-- Given records follows --

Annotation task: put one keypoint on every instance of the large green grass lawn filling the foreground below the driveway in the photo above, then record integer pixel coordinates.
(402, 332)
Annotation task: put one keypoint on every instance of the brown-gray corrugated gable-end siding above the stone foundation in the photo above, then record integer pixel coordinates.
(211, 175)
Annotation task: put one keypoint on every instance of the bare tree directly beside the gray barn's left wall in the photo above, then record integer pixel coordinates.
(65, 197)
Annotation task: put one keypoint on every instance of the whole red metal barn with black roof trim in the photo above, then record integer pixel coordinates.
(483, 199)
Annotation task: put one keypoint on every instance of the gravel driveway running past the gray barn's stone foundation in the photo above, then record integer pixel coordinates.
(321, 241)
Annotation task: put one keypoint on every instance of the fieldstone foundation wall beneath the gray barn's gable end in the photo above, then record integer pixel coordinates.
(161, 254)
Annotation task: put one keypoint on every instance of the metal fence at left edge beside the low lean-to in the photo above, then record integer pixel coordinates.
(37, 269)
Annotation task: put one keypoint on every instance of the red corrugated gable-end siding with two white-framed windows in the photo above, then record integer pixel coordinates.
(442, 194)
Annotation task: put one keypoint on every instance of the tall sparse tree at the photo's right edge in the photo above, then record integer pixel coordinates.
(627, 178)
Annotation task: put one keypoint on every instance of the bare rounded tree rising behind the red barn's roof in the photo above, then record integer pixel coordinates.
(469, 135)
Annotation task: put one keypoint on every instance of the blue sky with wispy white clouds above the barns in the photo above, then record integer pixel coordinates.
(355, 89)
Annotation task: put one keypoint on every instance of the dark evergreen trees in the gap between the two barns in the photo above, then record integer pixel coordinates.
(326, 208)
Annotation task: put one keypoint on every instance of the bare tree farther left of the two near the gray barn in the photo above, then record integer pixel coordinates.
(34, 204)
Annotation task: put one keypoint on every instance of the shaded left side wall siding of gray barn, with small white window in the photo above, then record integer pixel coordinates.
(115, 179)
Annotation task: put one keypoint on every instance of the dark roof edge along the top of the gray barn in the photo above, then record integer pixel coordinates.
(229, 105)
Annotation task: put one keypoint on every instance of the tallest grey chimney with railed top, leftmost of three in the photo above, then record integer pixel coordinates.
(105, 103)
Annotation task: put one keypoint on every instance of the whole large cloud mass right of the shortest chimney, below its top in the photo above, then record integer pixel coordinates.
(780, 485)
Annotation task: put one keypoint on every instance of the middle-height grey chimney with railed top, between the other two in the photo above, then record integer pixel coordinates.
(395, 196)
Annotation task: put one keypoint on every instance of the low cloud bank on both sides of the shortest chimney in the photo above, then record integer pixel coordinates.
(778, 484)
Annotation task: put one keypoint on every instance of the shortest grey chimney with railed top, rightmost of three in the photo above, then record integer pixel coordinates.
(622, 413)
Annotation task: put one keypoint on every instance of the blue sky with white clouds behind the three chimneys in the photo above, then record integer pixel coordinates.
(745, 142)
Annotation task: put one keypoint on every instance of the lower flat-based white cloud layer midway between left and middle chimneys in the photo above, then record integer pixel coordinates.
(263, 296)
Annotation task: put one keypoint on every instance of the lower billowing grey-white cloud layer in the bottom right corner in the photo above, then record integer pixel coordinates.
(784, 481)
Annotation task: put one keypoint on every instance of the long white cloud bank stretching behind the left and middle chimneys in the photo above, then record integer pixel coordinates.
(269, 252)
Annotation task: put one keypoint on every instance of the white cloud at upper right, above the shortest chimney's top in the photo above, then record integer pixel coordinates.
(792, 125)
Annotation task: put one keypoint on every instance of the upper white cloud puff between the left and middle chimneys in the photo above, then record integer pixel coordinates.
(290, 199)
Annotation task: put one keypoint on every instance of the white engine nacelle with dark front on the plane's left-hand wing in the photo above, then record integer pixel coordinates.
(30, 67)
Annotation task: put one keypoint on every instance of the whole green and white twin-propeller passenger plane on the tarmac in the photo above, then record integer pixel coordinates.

-- Given records concluded --

Exercise directions: Repeat each record word for word.

Answer to this exercise:
Annotation task: put one keypoint on every instance of the large green grass lawn filling the foreground below the driveway in the photo above, then record integer pixel coordinates.
(402, 332)
Annotation task: put one keypoint on every instance of the brown-gray corrugated gable-end siding above the stone foundation in the photo above, then record integer pixel coordinates.
(211, 175)
Annotation task: put one keypoint on every instance of the bare tree directly beside the gray barn's left wall in the photo above, then record integer pixel coordinates.
(65, 197)
Annotation task: put one keypoint on every instance of the whole red metal barn with black roof trim in the photo above, then record integer pixel coordinates.
(483, 199)
Annotation task: put one keypoint on every instance of the gravel driveway running past the gray barn's stone foundation in the photo above, then record integer pixel coordinates.
(321, 241)
Annotation task: put one keypoint on every instance of the fieldstone foundation wall beneath the gray barn's gable end in the photo above, then record integer pixel coordinates.
(161, 254)
Annotation task: put one keypoint on every instance of the metal fence at left edge beside the low lean-to in the photo above, then record integer pixel coordinates.
(37, 269)
Annotation task: put one keypoint on every instance of the red corrugated gable-end siding with two white-framed windows in the photo above, then record integer pixel coordinates.
(442, 194)
Annotation task: put one keypoint on every instance of the tall sparse tree at the photo's right edge in the photo above, then record integer pixel coordinates.
(627, 178)
Annotation task: put one keypoint on every instance of the bare rounded tree rising behind the red barn's roof in the photo above, then record integer pixel coordinates.
(469, 135)
Annotation task: put one keypoint on every instance of the blue sky with wispy white clouds above the barns in the photo above, then record integer pixel coordinates.
(355, 89)
Annotation task: put one keypoint on every instance of the dark evergreen trees in the gap between the two barns in the photo above, then record integer pixel coordinates.
(326, 208)
Annotation task: put one keypoint on every instance of the bare tree farther left of the two near the gray barn in the photo above, then record integer pixel coordinates.
(34, 204)
Annotation task: put one keypoint on every instance of the shaded left side wall siding of gray barn, with small white window in the photo above, then record integer pixel coordinates.
(115, 179)
Annotation task: put one keypoint on every instance of the dark roof edge along the top of the gray barn in the photo above, then record integer pixel coordinates.
(229, 105)
Annotation task: put one keypoint on every instance of the tallest grey chimney with railed top, leftmost of three in the photo above, then record integer pixel coordinates.
(105, 103)
Annotation task: put one keypoint on every instance of the whole large cloud mass right of the shortest chimney, below its top in the photo above, then record integer pixel coordinates.
(780, 485)
Annotation task: put one keypoint on every instance of the middle-height grey chimney with railed top, between the other two in the photo above, then record integer pixel coordinates.
(395, 196)
Annotation task: put one keypoint on every instance of the low cloud bank on both sides of the shortest chimney in the photo above, then record integer pixel coordinates.
(778, 484)
Annotation task: put one keypoint on every instance of the shortest grey chimney with railed top, rightmost of three in the photo above, then record integer pixel coordinates.
(622, 413)
Annotation task: put one keypoint on every instance of the blue sky with white clouds behind the three chimneys in the photo above, then record integer pixel coordinates.
(745, 142)
Annotation task: put one keypoint on every instance of the lower flat-based white cloud layer midway between left and middle chimneys in the photo above, then record integer pixel coordinates.
(263, 296)
Annotation task: put one keypoint on every instance of the lower billowing grey-white cloud layer in the bottom right corner in the photo above, then record integer pixel coordinates.
(784, 481)
Annotation task: put one keypoint on every instance of the long white cloud bank stretching behind the left and middle chimneys in the photo above, then record integer pixel coordinates.
(269, 252)
Annotation task: put one keypoint on every instance of the white cloud at upper right, above the shortest chimney's top in the photo above, then record integer pixel coordinates.
(792, 125)
Annotation task: put one keypoint on every instance of the upper white cloud puff between the left and middle chimneys in the photo above, then record integer pixel coordinates.
(290, 199)
Annotation task: put one keypoint on every instance of the white engine nacelle with dark front on the plane's left-hand wing in the photo above, then record integer pixel coordinates.
(30, 67)
Annotation task: put one keypoint on every instance of the whole green and white twin-propeller passenger plane on the tarmac in the photo above, then record integer pixel coordinates.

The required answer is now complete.